Dataset entries:
>>>

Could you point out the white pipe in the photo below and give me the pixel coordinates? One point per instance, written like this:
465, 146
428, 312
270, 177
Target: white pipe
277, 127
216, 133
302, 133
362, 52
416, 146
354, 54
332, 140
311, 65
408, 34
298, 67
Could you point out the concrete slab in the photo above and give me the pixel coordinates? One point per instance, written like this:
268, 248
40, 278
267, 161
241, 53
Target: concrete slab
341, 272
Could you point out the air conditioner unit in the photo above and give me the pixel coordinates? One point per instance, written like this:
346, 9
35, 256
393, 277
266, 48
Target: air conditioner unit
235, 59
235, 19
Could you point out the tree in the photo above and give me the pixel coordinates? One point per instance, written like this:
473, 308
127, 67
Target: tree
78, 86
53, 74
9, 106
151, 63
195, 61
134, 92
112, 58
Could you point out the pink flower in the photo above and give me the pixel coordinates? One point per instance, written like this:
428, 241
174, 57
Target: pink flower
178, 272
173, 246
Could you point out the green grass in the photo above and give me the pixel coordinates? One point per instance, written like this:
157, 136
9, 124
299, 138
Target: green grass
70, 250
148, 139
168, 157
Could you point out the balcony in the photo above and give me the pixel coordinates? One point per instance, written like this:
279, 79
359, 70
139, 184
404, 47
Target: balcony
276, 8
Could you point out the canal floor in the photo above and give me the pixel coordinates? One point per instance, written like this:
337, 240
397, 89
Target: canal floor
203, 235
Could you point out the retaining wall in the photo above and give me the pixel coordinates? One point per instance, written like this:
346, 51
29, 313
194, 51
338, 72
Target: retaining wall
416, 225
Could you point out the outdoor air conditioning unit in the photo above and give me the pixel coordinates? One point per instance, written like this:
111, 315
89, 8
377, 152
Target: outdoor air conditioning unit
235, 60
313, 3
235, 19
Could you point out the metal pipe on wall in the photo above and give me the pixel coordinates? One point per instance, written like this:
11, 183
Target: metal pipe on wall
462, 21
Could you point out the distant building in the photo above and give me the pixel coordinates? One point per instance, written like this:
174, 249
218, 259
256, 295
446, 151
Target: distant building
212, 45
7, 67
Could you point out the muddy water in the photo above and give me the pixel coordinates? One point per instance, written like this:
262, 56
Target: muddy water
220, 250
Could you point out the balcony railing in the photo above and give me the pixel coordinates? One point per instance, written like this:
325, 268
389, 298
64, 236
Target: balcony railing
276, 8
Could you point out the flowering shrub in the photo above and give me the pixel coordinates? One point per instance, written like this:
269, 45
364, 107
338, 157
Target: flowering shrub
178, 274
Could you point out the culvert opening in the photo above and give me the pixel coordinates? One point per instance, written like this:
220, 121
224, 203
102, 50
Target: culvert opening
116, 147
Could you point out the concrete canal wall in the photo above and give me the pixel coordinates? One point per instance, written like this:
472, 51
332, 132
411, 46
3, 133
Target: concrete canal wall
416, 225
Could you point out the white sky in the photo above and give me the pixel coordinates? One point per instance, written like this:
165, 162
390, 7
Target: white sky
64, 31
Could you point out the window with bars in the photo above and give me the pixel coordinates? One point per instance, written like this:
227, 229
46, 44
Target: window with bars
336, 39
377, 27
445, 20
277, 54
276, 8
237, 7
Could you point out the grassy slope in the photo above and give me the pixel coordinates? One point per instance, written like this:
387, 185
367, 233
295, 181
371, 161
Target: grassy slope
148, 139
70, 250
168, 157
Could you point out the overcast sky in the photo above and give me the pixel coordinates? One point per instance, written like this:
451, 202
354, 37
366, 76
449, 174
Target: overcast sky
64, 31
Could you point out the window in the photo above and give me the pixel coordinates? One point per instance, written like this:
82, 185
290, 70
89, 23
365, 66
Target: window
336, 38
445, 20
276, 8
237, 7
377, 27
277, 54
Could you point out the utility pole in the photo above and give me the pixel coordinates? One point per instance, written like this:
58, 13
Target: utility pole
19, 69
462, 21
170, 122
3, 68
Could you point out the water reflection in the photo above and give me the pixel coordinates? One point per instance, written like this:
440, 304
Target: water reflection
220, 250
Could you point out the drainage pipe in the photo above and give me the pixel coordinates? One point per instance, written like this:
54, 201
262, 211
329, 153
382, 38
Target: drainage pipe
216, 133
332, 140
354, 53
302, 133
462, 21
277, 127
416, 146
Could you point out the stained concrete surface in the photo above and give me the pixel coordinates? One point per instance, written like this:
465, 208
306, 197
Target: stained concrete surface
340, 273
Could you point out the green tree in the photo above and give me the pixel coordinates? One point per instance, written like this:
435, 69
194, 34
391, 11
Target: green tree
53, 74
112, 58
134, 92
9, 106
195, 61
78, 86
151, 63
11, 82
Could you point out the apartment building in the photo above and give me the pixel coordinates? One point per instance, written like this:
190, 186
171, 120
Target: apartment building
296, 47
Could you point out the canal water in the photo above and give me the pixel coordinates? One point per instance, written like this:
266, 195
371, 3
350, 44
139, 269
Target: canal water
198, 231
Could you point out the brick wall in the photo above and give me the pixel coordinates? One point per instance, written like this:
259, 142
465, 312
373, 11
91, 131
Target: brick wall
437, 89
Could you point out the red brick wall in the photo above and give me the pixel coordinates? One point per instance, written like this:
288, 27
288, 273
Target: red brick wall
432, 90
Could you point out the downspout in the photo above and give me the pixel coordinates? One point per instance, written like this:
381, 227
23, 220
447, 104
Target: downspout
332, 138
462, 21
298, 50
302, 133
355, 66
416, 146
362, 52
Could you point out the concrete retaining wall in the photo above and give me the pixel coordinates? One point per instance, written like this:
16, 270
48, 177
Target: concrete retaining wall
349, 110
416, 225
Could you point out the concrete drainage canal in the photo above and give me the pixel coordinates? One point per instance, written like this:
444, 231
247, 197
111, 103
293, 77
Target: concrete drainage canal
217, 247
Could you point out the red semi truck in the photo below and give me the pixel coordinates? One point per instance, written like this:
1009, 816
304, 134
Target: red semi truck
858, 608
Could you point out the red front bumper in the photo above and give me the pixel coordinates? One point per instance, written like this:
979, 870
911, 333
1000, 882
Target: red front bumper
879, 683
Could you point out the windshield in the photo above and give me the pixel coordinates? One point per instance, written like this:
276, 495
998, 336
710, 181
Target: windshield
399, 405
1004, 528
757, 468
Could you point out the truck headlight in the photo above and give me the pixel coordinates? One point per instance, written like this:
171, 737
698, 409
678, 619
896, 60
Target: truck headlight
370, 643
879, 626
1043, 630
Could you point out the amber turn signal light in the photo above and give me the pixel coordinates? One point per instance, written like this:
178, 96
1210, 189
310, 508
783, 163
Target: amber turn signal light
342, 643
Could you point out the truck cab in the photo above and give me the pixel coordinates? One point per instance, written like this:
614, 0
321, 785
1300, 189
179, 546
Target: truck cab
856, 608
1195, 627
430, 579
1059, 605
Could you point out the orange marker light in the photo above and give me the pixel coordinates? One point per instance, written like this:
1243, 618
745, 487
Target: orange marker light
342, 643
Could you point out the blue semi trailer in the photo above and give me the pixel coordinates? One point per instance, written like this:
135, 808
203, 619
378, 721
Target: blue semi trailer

<<<

List the lines of the entries that include "below".

RESPONSE TO THIS EXERCISE>
Could you point out the white pipe in the photo below and give me the pixel coordinates? One point per instance, written like this:
Could you point out the red semi truck in the photo below and give me the pixel coordinates? One point per instance, written like this:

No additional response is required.